[Data items]
########

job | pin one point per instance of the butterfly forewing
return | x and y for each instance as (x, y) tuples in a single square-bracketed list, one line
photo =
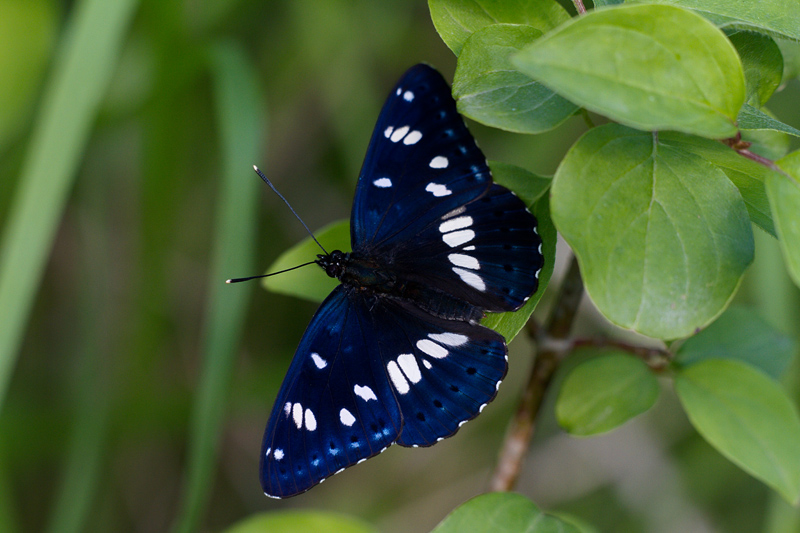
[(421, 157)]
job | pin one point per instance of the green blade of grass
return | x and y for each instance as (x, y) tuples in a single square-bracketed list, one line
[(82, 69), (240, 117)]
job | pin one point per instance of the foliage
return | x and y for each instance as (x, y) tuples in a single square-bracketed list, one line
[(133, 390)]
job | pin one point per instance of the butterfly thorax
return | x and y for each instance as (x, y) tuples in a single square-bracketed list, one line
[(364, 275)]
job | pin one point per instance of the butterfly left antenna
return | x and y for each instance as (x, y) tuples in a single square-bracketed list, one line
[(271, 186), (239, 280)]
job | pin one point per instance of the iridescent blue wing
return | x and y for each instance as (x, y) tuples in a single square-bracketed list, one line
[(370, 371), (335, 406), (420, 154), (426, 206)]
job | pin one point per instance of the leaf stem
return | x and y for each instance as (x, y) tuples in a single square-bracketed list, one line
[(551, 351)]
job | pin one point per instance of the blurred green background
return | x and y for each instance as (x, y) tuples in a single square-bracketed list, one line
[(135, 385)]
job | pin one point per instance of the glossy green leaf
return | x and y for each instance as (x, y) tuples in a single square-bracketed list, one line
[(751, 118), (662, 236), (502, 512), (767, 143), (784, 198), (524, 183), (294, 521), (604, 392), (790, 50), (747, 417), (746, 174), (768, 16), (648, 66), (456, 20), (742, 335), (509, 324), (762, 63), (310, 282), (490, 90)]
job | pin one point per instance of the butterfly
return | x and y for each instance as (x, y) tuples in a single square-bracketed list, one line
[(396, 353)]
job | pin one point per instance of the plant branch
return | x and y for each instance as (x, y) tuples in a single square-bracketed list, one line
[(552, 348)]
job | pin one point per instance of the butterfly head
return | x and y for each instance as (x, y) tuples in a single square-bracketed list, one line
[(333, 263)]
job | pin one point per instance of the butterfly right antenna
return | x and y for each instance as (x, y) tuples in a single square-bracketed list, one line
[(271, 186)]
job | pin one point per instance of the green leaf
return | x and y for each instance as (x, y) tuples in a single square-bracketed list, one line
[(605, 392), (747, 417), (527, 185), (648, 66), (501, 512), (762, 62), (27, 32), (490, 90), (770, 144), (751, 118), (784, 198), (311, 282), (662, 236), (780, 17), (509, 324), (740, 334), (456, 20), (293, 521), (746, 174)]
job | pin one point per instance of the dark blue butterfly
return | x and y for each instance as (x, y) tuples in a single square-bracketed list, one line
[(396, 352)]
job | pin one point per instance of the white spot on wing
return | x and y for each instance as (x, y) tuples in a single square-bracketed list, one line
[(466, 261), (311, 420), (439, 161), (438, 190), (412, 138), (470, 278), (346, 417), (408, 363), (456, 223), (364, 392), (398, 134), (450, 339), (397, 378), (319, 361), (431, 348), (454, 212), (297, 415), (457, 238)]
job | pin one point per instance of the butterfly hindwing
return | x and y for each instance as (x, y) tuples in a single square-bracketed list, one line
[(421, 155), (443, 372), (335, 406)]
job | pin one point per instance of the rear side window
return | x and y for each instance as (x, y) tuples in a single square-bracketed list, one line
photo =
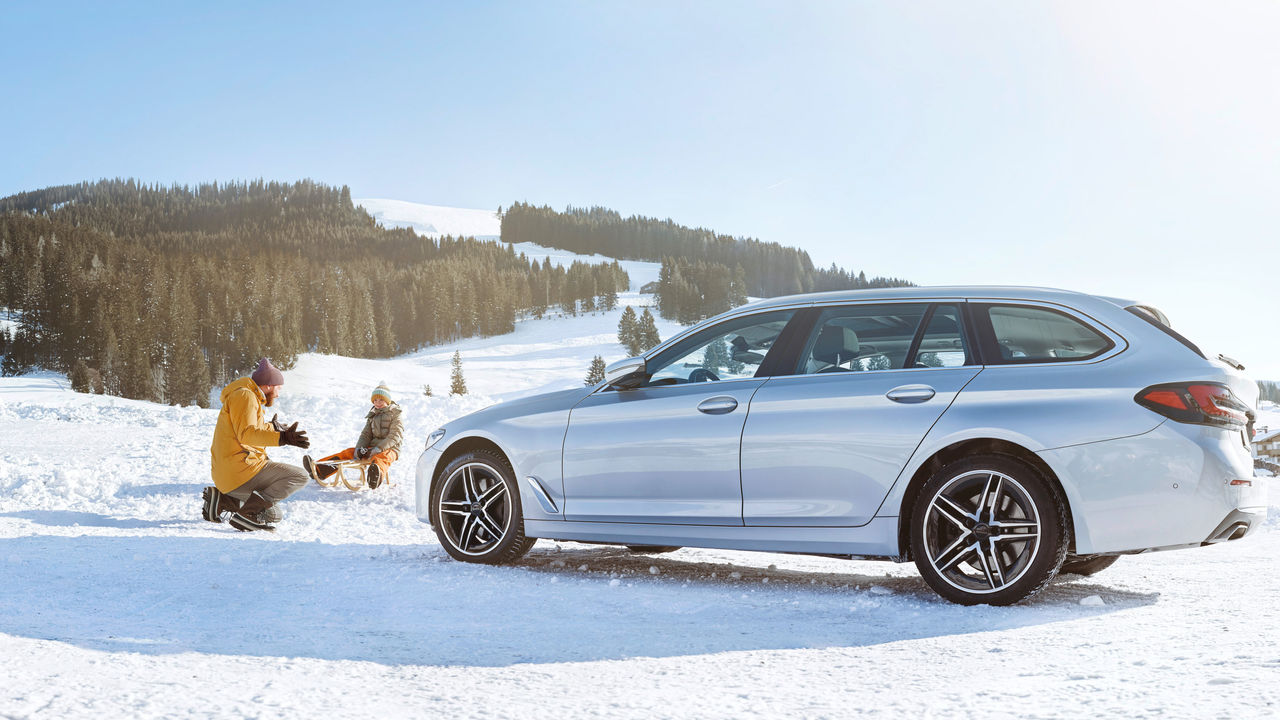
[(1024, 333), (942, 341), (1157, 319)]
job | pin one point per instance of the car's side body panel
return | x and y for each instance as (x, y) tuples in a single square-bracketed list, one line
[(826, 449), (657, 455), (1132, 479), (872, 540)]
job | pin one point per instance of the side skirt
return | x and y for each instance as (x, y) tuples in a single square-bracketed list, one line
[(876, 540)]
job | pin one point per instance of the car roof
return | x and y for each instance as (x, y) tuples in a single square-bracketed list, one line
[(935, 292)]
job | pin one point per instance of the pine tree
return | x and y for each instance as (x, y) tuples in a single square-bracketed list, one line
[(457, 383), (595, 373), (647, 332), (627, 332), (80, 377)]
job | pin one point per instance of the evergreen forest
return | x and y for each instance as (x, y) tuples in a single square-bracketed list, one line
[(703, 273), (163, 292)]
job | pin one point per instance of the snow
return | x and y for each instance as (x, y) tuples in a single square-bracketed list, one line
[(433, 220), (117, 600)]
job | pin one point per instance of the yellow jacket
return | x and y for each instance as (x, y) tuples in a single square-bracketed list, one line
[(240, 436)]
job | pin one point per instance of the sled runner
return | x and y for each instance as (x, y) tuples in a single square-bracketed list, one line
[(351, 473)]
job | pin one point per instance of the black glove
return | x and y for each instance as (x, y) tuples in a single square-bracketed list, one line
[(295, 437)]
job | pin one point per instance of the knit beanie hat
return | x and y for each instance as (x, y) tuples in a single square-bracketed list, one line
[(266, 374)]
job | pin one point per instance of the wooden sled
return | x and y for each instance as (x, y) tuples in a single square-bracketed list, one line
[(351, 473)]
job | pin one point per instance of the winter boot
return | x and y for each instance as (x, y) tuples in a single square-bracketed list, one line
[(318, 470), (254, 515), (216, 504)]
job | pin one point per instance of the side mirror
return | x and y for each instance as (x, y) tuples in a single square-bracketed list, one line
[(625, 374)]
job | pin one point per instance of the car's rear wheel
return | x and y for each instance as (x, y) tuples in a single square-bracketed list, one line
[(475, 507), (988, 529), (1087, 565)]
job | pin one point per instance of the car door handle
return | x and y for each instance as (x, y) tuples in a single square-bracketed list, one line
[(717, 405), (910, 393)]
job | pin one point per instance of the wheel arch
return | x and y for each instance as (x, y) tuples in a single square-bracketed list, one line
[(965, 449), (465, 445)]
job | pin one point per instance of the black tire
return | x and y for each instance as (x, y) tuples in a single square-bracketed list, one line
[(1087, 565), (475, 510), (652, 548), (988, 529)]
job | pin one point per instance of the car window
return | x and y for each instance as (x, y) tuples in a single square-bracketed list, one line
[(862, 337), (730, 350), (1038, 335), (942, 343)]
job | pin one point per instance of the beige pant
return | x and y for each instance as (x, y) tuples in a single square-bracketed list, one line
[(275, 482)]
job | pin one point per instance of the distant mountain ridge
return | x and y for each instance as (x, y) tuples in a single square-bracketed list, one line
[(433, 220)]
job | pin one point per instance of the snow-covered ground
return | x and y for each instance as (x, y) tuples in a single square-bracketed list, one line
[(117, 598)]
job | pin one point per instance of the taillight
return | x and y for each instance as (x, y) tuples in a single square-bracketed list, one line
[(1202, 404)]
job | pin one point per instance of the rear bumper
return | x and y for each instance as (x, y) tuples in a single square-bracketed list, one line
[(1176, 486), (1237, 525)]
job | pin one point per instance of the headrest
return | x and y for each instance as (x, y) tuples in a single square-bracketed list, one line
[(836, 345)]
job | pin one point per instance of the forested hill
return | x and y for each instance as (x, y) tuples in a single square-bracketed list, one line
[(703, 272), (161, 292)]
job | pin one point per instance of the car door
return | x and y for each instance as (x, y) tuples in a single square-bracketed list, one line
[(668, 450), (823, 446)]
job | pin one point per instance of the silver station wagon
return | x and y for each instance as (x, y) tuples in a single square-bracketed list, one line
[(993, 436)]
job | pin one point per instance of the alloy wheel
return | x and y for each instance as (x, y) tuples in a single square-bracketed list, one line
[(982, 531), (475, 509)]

########

_Exercise aim_
Edit the records above by replacing "pin one point per instance" with "place one point on each instance" everywhere it appears, and leave every other word unchanged. Omit the pictures from your answer.

_Solution to the problem_
job | place one point on each instance of the butterfly forewing
return | x and y for each instance as (x, y) tuples in a single square-bracketed list, one line
photo =
[(421, 157)]
job | place one point on each instance of the green blade of grass
return | x and y for each instance as (x, y) tuples in a single square-bracketed list, one line
[(82, 69), (240, 117)]
job | place one point on each instance of the foliage
return | x and y for each instance as (x, y) tuples in a single square-bracketed list, one line
[(133, 390)]
job | place one point on each instance of the butterfly thorax
return | x and y for each instance as (x, y) tuples in a single square-bracketed list, one line
[(364, 275)]
job | place one point on each instance of the butterfly left antenna
return | x and y for each instance as (x, y) tuples in a single square-bracketed list, one line
[(271, 186), (239, 280)]
job | place one point on each instance of the iridescent blue wing
return | x and y for each instance as (x, y) tuples in a single square-bracketed list, one line
[(370, 371), (335, 406), (420, 154), (426, 206)]
job | place one point on each instance of the leaf stem
return | x and y for each instance as (x, y) tuples in a single square-bracketed list, one line
[(551, 351)]
job | place one point on each instance of the blurred green background
return | x and y for each instance as (x, y) tuples in a single square-bracketed list, one line
[(135, 385)]
job | place one point on each instance of the glossy green leaf
return | x and y for each instance as (x, y) tuples in a single square-bracketed list, one line
[(751, 118), (662, 236), (502, 512), (767, 143), (784, 198), (524, 183), (294, 521), (604, 392), (790, 50), (747, 417), (746, 174), (768, 16), (648, 66), (456, 20), (742, 335), (509, 324), (762, 63), (310, 282), (490, 90)]
job | place one point on each instance of the butterfly
return | x and y for each instance as (x, y) tuples in a single square-bracketed list, one line
[(396, 353)]
job | place one point on each instance of the plant branch
return | x and y for each instance as (x, y) tuples in a single square-bracketed list, one line
[(552, 348)]
job | place one point on each instance of the butterfly head
return | x and y for each instance as (x, y) tuples in a single square-bracketed list, one line
[(333, 263)]
job | place one point on each instance of the butterfly right antenna
return | x and y for each instance as (x, y) tuples in a single square-bracketed list, one line
[(271, 186)]
job | place one point on each instance of the green leaf
return | x and y for each instance as (x, y) tuples in a single square-bracketed list, one line
[(605, 392), (747, 417), (527, 185), (648, 66), (501, 512), (762, 62), (27, 32), (490, 90), (770, 144), (751, 118), (784, 198), (311, 282), (662, 236), (780, 17), (509, 324), (740, 334), (456, 20), (293, 521), (746, 174)]
job | place one point on each instance of the dark blue butterfly
return | x and y for each instance as (x, y) tuples in a single square-bracketed list, one line
[(396, 352)]
job | place one point on each instance of the white spot on wing
return | x and y for each instance as (x, y) tuples in a single square-bracketed list, one line
[(466, 261), (311, 420), (439, 161), (438, 190), (412, 138), (470, 278), (346, 417), (408, 363), (456, 223), (364, 392), (398, 134), (450, 339), (397, 378), (319, 361), (431, 348), (454, 212), (297, 415), (457, 238)]
job | place one point on each instance of the butterfly hindwing
return | x and y for each instance as (x, y) tuples in a single square-bracketed list, one line
[(421, 155), (443, 372), (335, 406)]
job | place one point on each instance of the rear side window
return | x and y for each instance as (x, y) tuples in a single square-bracketed list, one line
photo =
[(1024, 333), (942, 341), (1157, 319)]
job | place one point on each instance of the car's side body panel
return | x and y for each instance as (x, y) tuples in a single square-bracketed list, one line
[(826, 449), (657, 455), (1132, 479), (872, 540)]
job | place one point on each instance of the side skirt
return | x and y for each instance as (x, y) tuples in a single square-bracketed list, one line
[(876, 540)]
job | place one point on each instance of the car roof
return | x and y for each instance as (x, y) tuples in a single square-bracketed list, one line
[(935, 292)]
job | place one point on each instance of the pine tree
return | x and y for each instance as (x, y) tuples in a single square-bracketed list, one line
[(457, 383), (595, 373), (647, 332), (627, 332), (80, 377)]
job | place one point on each instance of the evergreen forest
return | x and y for each instance as (x, y) tuples in a single square-bracketed list, one line
[(703, 273), (163, 292)]
job | place one point on each instance of the snow
return | x and y for each instance as (x, y) tuples in a single square-bracketed list, one line
[(433, 220), (117, 600)]
job | place one point on each instance of the yellow jacket
return | x and y for each instance as (x, y) tuples in a single square-bracketed list, one line
[(240, 436)]
job | place one point on each instance of the sled runner
return | x and y for each instance as (x, y) tuples in a single square-bracketed list, one line
[(351, 473)]
job | place one point on each instance of the black glove
return | x and y for each instance as (x, y) tuples in a single square-bracketed list, one line
[(295, 437)]
job | place one point on each instance of the knit beanie hat
return | x and y for each instance as (x, y) tuples in a single square-bracketed list, one line
[(266, 374)]
job | place one point on each instance of the wooden sled
return | x and y for each instance as (x, y) tuples in a single square-bracketed list, one line
[(351, 473)]
job | place one point on each instance of the winter boot
return | x and y for each instance as (x, y) tuples in a single square-bracketed list, one line
[(318, 470), (254, 515), (216, 504)]
job | place one point on each instance of the side mirror
return | x and y for each instance as (x, y) tuples in a single square-bracketed list, one line
[(625, 374)]
job | place one point on each instance of the car's rear wheel
return | x and y for each instance as (x, y) tuples in a single square-bracketed list, one line
[(475, 507), (988, 529), (1087, 565)]
job | place one point on each instance of the car door handle
return | x and y for each instance as (x, y) tuples in a single square-bracketed list, one line
[(717, 405), (910, 393)]
job | place one point on each instance of the wheel arch
return | x and y for each instance as (x, y) tuples in a single square-bracketed list, one line
[(965, 449), (465, 445)]
job | place one point on each instance of the black tire
return | x and y for each instance as (x, y) tuples in a single square-bracketed list, one line
[(1087, 565), (475, 510), (652, 548), (988, 529)]
job | place one point on each instance of the car window
return | x and y for each instance as (x, y) tuples in a single square-bracketed list, one line
[(862, 337), (730, 350), (1038, 335), (942, 343)]
job | place one point on each instance of the beige pant
return | x and y for each instance as (x, y) tuples in a single square-bracketed list, one line
[(275, 482)]
job | place one point on each instance of the distant mountain ridge
return | x and y for each instance as (x, y) tuples in a single square-bracketed list, one line
[(433, 220)]
job | place one point on each instance of the snow-covered ground
return | x and y for each instance as (x, y) tuples in a single square-bracketed list, one line
[(117, 598)]
job | place one point on each instance of the taillight
return | x and y for each instance as (x, y) tuples in a single square-bracketed list, one line
[(1202, 404)]
job | place one point on each instance of the rear bumper
return | x and y for each instance as (x, y) tuples in a single square-bracketed list, one line
[(1176, 486), (1237, 525)]
job | place one point on each instance of the headrest
return | x and y for each instance as (x, y) tuples in a single square-bracketed list, one line
[(836, 345)]
job | place one point on each instance of the forested hill
return | x and y for each instance as (x, y) tuples in a single square-bracketed list, one line
[(703, 272), (161, 292)]
job | place one point on each instance of the car door
return | x and y for each instance as (x, y) tuples in a single square-bracketed list, one line
[(668, 450), (823, 446)]
job | place one point on each instance of the silver station wagon
return | x and y for each instance as (x, y) tuples in a single square-bracketed list, one line
[(993, 436)]
job | place one point on each instance of the alloy wheel
return | x and y for each instance as (x, y) tuples in a single square-bracketed list, one line
[(982, 531), (475, 509)]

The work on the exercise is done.